What needs to be done
Where a picture shows up in the listing below, omit it and output the rest exactly.

== Segment start ==

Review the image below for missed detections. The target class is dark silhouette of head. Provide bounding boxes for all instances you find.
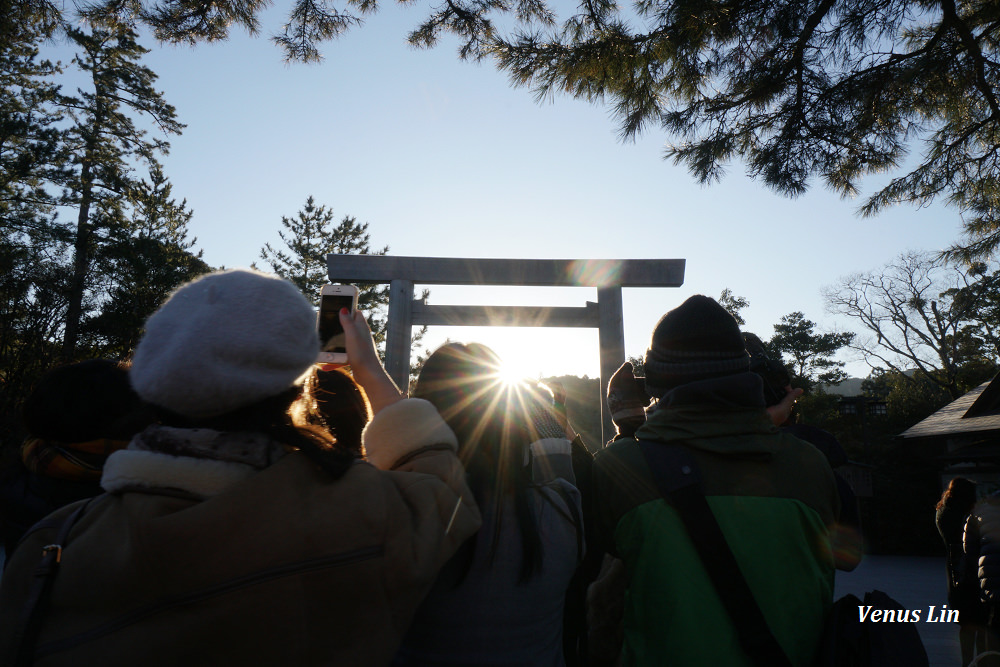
[310,367,370,456]
[412,342,547,580]
[644,295,751,397]
[22,359,150,442]
[937,477,977,512]
[413,343,509,456]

== Segment end ==

Task response
Review the image below for missed detections. The target class is dark silhouette of head. Provide bounding boxes for all instances you find.
[310,367,370,456]
[412,342,547,580]
[644,295,751,397]
[22,359,150,442]
[937,477,977,512]
[413,343,509,456]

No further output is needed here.